··· Material to process ···

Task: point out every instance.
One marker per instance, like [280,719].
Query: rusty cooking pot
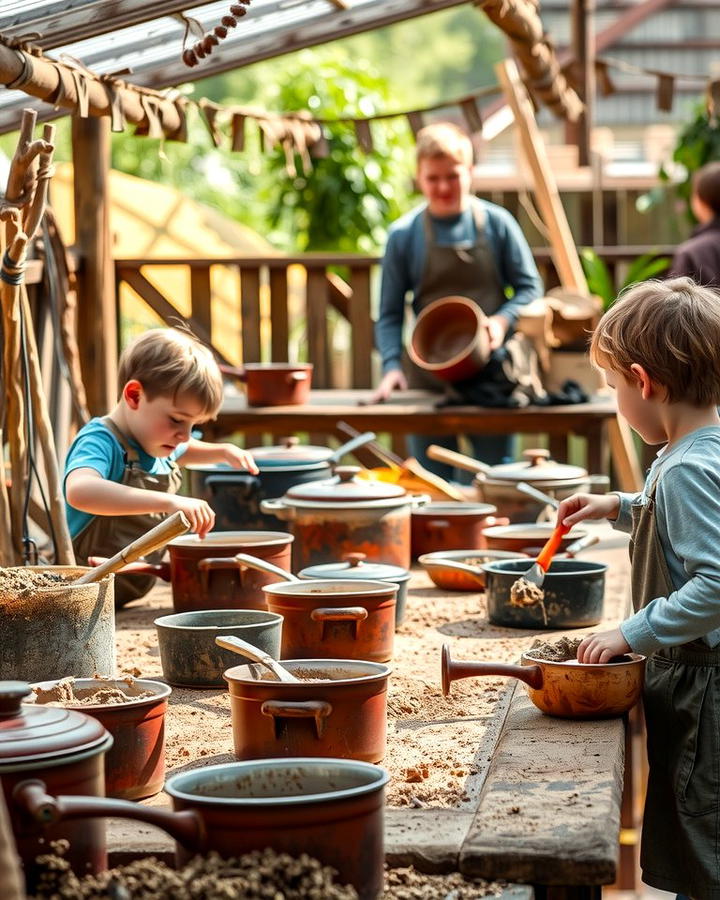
[445,525]
[67,748]
[331,809]
[346,514]
[331,618]
[570,690]
[338,708]
[204,573]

···

Your task —
Only the lines above that hold "instance" are wanted. Show every one of them.

Response box —
Task: point out every instance.
One marker per instance, like [280,719].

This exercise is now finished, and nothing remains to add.